• **What needs to be done**
Please write out all of the entries below again, with their wording unchanged, and offset every point coordinate in the answers by adding 4 to each x and y value. Leave the pictures out.

begin Dataset rows

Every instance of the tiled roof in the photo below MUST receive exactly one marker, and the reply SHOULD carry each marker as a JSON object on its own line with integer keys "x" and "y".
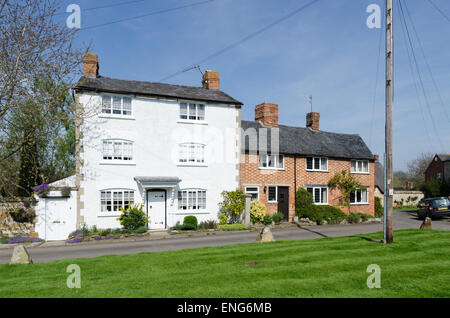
{"x": 119, "y": 86}
{"x": 305, "y": 141}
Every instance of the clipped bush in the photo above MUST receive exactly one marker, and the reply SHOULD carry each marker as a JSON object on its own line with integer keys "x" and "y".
{"x": 133, "y": 217}
{"x": 257, "y": 211}
{"x": 267, "y": 220}
{"x": 232, "y": 227}
{"x": 278, "y": 217}
{"x": 207, "y": 225}
{"x": 192, "y": 220}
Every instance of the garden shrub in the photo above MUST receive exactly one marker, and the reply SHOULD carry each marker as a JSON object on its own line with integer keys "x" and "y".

end Dataset rows

• **Answer**
Every instance of the tiled roof in the photo below MUST receive exactly one marker, and the reply SHOULD carry each marker as a JSON object on its own line with integer keys "x" and "y".
{"x": 123, "y": 90}
{"x": 309, "y": 145}
Every instance of the clipped bush in the photo above MUST receive exactly one marker, and the reply SHOULD carry each marker as a JSON object on its own line with integer keys "x" and "y".
{"x": 137, "y": 221}
{"x": 261, "y": 215}
{"x": 271, "y": 224}
{"x": 236, "y": 231}
{"x": 282, "y": 221}
{"x": 211, "y": 229}
{"x": 196, "y": 224}
Every instance of the garden shrub in the photo above MUST receive exactly one marker, and the reply SHOULD carry each marker as a JSON object on its own line with integer keys "x" and "y".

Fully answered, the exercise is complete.